TAREAS Y EJERCICIOS —
(a) Enumera, por favor, a todas las personas que el texto sobre la Conferencia Constitucional menciona por su nombre o apellido.
(b) Reproduce el fragmento del texto sobre la Conferencia Constitucional que va desde "Para mí, aquel" hasta "y creía ejercer.", ambos incluidos, y renombra en él "generación" como "época".

DOCUMENTO FUENTE —
※ ※ ※

Para mí, aquel episodio, por minúsculo que sea, retrataba bien a Castiella y a muchos hombres de su generación. La indudable experiencia se diluía en exceso de ingenuidad. El sentimiento de la grandeza de la propia función se realzaba por una dosis de modestia que hoy es inimaginable. No creo que Castiella se sintiera importante de suyo ni por ser ministro, sino por la alta función que quería y creía ejercer.

La segunda fase de la Conferencia Constitucional comenzó, formalmente, el 17 de abril con un discurso solemne de Castiella y, de hecho, en dos sesiones de mañana y tarde el día 19 del mismo mes. La mesa la constituían Sedó, en representación del ministro, Mañueco y Cañadas; la delegación española se componía de representantes ministeriales, entre los que destacaba, por vocación y dedicación, un jurista excelente, Marcelino Cabanas, los militares, siempre racionales, y el ya prometedor político Rodolfo Martín Villa, escindido entre su fidelidad a López Bravo, del que era director general, y su comprensión y simpatía hacia la política aperturista de Castiella. La delegación guineana agrupaba a representantes de las instituciones de autogobierno, organizadas desde 1963, y de las fuerzas políticas de hecho existentes. Condomines y yo asistimos desde la tarde del día 19 de abril hasta el 27 de mayo, en calidad de Comité Técnico.

※ ※ ※

EXTRACTOS DE REGISTROS —
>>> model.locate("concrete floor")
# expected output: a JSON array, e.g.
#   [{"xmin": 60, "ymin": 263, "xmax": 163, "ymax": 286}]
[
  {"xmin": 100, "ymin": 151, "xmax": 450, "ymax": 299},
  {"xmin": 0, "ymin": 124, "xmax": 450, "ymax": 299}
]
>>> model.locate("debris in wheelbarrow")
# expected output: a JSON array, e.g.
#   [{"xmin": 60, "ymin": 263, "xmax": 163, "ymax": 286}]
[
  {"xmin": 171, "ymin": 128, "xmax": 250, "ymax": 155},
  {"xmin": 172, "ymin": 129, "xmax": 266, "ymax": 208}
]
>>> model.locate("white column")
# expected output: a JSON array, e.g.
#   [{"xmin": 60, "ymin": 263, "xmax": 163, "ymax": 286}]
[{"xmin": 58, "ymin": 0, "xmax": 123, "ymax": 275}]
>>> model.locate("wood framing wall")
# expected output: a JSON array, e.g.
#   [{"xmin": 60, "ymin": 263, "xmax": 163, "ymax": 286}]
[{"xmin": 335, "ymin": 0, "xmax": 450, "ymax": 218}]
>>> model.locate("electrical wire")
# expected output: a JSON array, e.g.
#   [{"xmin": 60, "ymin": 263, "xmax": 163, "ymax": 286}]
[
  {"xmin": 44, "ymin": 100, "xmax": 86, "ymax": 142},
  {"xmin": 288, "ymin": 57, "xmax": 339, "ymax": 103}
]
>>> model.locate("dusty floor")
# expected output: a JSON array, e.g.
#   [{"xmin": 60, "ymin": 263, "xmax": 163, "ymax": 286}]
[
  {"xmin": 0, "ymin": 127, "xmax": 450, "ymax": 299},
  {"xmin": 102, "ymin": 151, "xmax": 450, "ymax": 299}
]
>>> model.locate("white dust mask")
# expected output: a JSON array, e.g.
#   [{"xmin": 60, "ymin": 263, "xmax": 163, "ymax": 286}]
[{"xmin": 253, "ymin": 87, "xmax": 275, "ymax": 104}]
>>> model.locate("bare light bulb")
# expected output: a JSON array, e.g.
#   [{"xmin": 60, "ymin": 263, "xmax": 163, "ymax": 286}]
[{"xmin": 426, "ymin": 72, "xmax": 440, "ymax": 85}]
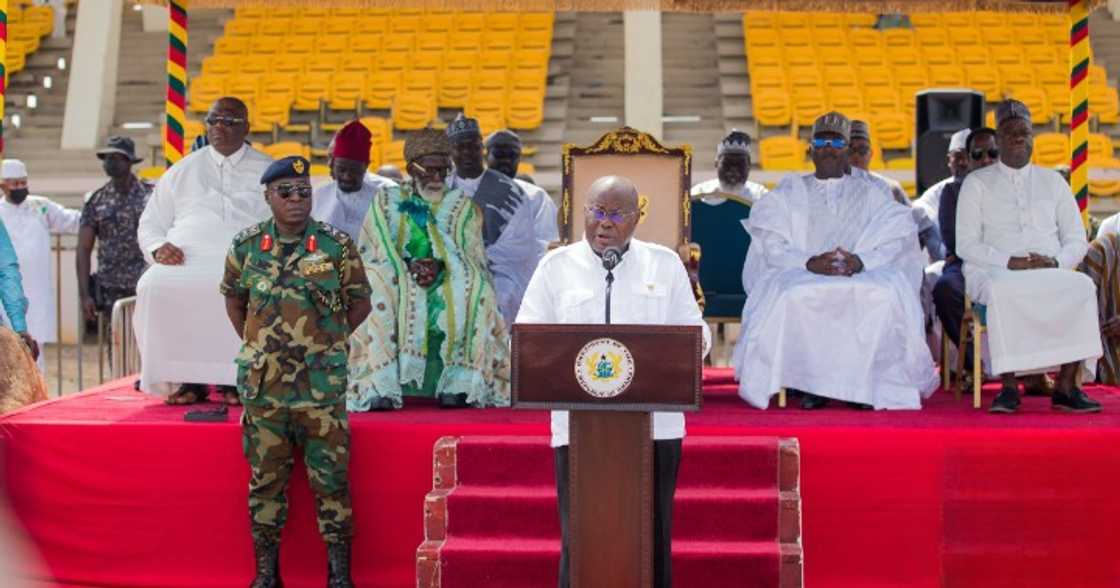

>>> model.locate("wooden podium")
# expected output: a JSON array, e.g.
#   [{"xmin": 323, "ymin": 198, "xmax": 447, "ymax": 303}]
[{"xmin": 513, "ymin": 325, "xmax": 703, "ymax": 588}]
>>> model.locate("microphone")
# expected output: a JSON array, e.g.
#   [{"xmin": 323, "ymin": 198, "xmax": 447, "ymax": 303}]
[
  {"xmin": 603, "ymin": 248, "xmax": 623, "ymax": 325},
  {"xmin": 603, "ymin": 248, "xmax": 623, "ymax": 271}
]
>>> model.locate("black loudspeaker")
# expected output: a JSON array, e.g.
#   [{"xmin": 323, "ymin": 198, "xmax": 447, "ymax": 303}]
[{"xmin": 914, "ymin": 88, "xmax": 984, "ymax": 195}]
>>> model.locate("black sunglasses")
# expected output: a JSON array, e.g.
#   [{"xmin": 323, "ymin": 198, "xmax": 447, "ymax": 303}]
[
  {"xmin": 272, "ymin": 184, "xmax": 311, "ymax": 200},
  {"xmin": 969, "ymin": 147, "xmax": 999, "ymax": 161}
]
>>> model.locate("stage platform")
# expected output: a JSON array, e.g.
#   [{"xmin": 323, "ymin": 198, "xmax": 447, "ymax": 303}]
[{"xmin": 0, "ymin": 370, "xmax": 1120, "ymax": 588}]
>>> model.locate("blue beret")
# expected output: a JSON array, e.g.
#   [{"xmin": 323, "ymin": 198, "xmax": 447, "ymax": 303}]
[{"xmin": 261, "ymin": 156, "xmax": 311, "ymax": 184}]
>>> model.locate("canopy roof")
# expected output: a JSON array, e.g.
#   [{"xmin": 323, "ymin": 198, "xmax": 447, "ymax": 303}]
[{"xmin": 141, "ymin": 0, "xmax": 1103, "ymax": 12}]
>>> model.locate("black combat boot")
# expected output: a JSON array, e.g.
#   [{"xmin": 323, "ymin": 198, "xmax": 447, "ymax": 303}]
[
  {"xmin": 327, "ymin": 539, "xmax": 354, "ymax": 588},
  {"xmin": 249, "ymin": 536, "xmax": 283, "ymax": 588}
]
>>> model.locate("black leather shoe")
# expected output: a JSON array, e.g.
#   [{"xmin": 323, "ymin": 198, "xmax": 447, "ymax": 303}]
[
  {"xmin": 439, "ymin": 394, "xmax": 470, "ymax": 409},
  {"xmin": 370, "ymin": 396, "xmax": 393, "ymax": 412},
  {"xmin": 249, "ymin": 536, "xmax": 283, "ymax": 588},
  {"xmin": 327, "ymin": 541, "xmax": 354, "ymax": 588},
  {"xmin": 1051, "ymin": 388, "xmax": 1101, "ymax": 412},
  {"xmin": 988, "ymin": 386, "xmax": 1019, "ymax": 414},
  {"xmin": 801, "ymin": 392, "xmax": 829, "ymax": 410}
]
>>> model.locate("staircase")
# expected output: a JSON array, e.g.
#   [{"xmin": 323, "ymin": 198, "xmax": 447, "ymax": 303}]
[
  {"xmin": 661, "ymin": 12, "xmax": 730, "ymax": 175},
  {"xmin": 417, "ymin": 430, "xmax": 802, "ymax": 588}
]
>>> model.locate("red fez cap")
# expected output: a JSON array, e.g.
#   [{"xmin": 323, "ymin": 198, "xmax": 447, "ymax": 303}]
[{"xmin": 330, "ymin": 121, "xmax": 372, "ymax": 164}]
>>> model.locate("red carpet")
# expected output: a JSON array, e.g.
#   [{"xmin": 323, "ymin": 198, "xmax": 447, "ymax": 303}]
[
  {"xmin": 418, "ymin": 437, "xmax": 801, "ymax": 588},
  {"xmin": 0, "ymin": 372, "xmax": 1120, "ymax": 588}
]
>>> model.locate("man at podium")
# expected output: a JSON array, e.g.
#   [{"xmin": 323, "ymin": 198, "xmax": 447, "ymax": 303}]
[{"xmin": 516, "ymin": 176, "xmax": 711, "ymax": 588}]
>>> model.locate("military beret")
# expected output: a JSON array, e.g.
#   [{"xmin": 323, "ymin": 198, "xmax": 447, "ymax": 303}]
[{"xmin": 261, "ymin": 156, "xmax": 311, "ymax": 184}]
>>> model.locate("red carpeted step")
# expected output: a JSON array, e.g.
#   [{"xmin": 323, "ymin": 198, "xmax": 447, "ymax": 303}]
[
  {"xmin": 447, "ymin": 486, "xmax": 778, "ymax": 541},
  {"xmin": 440, "ymin": 538, "xmax": 781, "ymax": 588}
]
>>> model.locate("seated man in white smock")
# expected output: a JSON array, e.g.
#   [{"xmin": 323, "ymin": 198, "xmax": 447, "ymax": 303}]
[
  {"xmin": 956, "ymin": 100, "xmax": 1101, "ymax": 412},
  {"xmin": 732, "ymin": 112, "xmax": 937, "ymax": 409},
  {"xmin": 134, "ymin": 97, "xmax": 271, "ymax": 404}
]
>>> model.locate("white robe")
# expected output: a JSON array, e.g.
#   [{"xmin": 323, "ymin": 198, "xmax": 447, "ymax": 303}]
[
  {"xmin": 134, "ymin": 146, "xmax": 272, "ymax": 394},
  {"xmin": 956, "ymin": 162, "xmax": 1102, "ymax": 374},
  {"xmin": 0, "ymin": 196, "xmax": 82, "ymax": 344},
  {"xmin": 517, "ymin": 239, "xmax": 711, "ymax": 447},
  {"xmin": 732, "ymin": 175, "xmax": 937, "ymax": 409},
  {"xmin": 311, "ymin": 174, "xmax": 396, "ymax": 243}
]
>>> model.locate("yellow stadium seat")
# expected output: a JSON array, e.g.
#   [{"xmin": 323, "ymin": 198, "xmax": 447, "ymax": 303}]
[
  {"xmin": 758, "ymin": 136, "xmax": 809, "ymax": 171},
  {"xmin": 202, "ymin": 55, "xmax": 240, "ymax": 75},
  {"xmin": 190, "ymin": 75, "xmax": 226, "ymax": 112},
  {"xmin": 964, "ymin": 65, "xmax": 1001, "ymax": 102},
  {"xmin": 392, "ymin": 92, "xmax": 437, "ymax": 131},
  {"xmin": 261, "ymin": 141, "xmax": 311, "ymax": 159},
  {"xmin": 813, "ymin": 28, "xmax": 848, "ymax": 50},
  {"xmin": 288, "ymin": 18, "xmax": 324, "ymax": 37},
  {"xmin": 883, "ymin": 28, "xmax": 916, "ymax": 50},
  {"xmin": 1030, "ymin": 132, "xmax": 1070, "ymax": 167},
  {"xmin": 304, "ymin": 55, "xmax": 338, "ymax": 74},
  {"xmin": 249, "ymin": 37, "xmax": 287, "ymax": 55},
  {"xmin": 505, "ymin": 92, "xmax": 544, "ymax": 130},
  {"xmin": 362, "ymin": 72, "xmax": 401, "ymax": 110},
  {"xmin": 256, "ymin": 73, "xmax": 296, "ymax": 105},
  {"xmin": 225, "ymin": 74, "xmax": 261, "ymax": 106},
  {"xmin": 486, "ymin": 12, "xmax": 519, "ymax": 30},
  {"xmin": 214, "ymin": 37, "xmax": 250, "ymax": 55},
  {"xmin": 256, "ymin": 18, "xmax": 291, "ymax": 37},
  {"xmin": 843, "ymin": 12, "xmax": 878, "ymax": 28},
  {"xmin": 381, "ymin": 141, "xmax": 408, "ymax": 171},
  {"xmin": 517, "ymin": 30, "xmax": 552, "ymax": 50},
  {"xmin": 909, "ymin": 12, "xmax": 941, "ymax": 28},
  {"xmin": 225, "ymin": 18, "xmax": 258, "ymax": 37},
  {"xmin": 864, "ymin": 87, "xmax": 899, "ymax": 114},
  {"xmin": 291, "ymin": 72, "xmax": 330, "ymax": 112},
  {"xmin": 867, "ymin": 112, "xmax": 914, "ymax": 149},
  {"xmin": 353, "ymin": 16, "xmax": 389, "ymax": 36},
  {"xmin": 327, "ymin": 73, "xmax": 365, "ymax": 110},
  {"xmin": 793, "ymin": 91, "xmax": 829, "ymax": 127},
  {"xmin": 436, "ymin": 71, "xmax": 473, "ymax": 109},
  {"xmin": 249, "ymin": 97, "xmax": 291, "ymax": 140},
  {"xmin": 1089, "ymin": 86, "xmax": 1120, "ymax": 124},
  {"xmin": 349, "ymin": 35, "xmax": 381, "ymax": 55},
  {"xmin": 781, "ymin": 28, "xmax": 813, "ymax": 49},
  {"xmin": 828, "ymin": 87, "xmax": 864, "ymax": 113},
  {"xmin": 752, "ymin": 91, "xmax": 793, "ymax": 127},
  {"xmin": 315, "ymin": 35, "xmax": 349, "ymax": 56},
  {"xmin": 269, "ymin": 54, "xmax": 304, "ymax": 74},
  {"xmin": 517, "ymin": 12, "xmax": 556, "ymax": 30},
  {"xmin": 283, "ymin": 35, "xmax": 317, "ymax": 58}
]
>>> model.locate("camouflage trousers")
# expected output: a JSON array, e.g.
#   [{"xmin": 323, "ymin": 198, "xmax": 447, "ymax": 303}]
[{"xmin": 241, "ymin": 403, "xmax": 353, "ymax": 543}]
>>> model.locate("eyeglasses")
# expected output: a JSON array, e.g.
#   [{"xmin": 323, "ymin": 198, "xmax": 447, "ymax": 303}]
[
  {"xmin": 969, "ymin": 147, "xmax": 999, "ymax": 161},
  {"xmin": 584, "ymin": 206, "xmax": 637, "ymax": 224},
  {"xmin": 272, "ymin": 184, "xmax": 311, "ymax": 200},
  {"xmin": 812, "ymin": 137, "xmax": 848, "ymax": 149},
  {"xmin": 206, "ymin": 115, "xmax": 245, "ymax": 129}
]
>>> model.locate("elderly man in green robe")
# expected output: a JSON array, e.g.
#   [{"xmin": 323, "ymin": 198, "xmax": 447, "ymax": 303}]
[{"xmin": 347, "ymin": 129, "xmax": 510, "ymax": 411}]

※ ※ ※

LISTA DE RESPUESTAS —
(a) Castiella, Sedó, Mañueco, Cañadas, Marcelino Cabanas, Rodolfo Martín Villa, López Bravo y Condomines.

(b)
Para mí, aquel episodio, por minúsculo que sea, retrataba bien a Castiella y a muchos hombres de su época. La indudable experiencia se diluía en exceso de ingenuidad. El sentimiento de la grandeza de la propia función se realzaba por una dosis de modestia que hoy es inimaginable. No creo que Castiella se sintiera importante de suyo ni por ser ministro, sino por la alta función que quería y creía ejercer.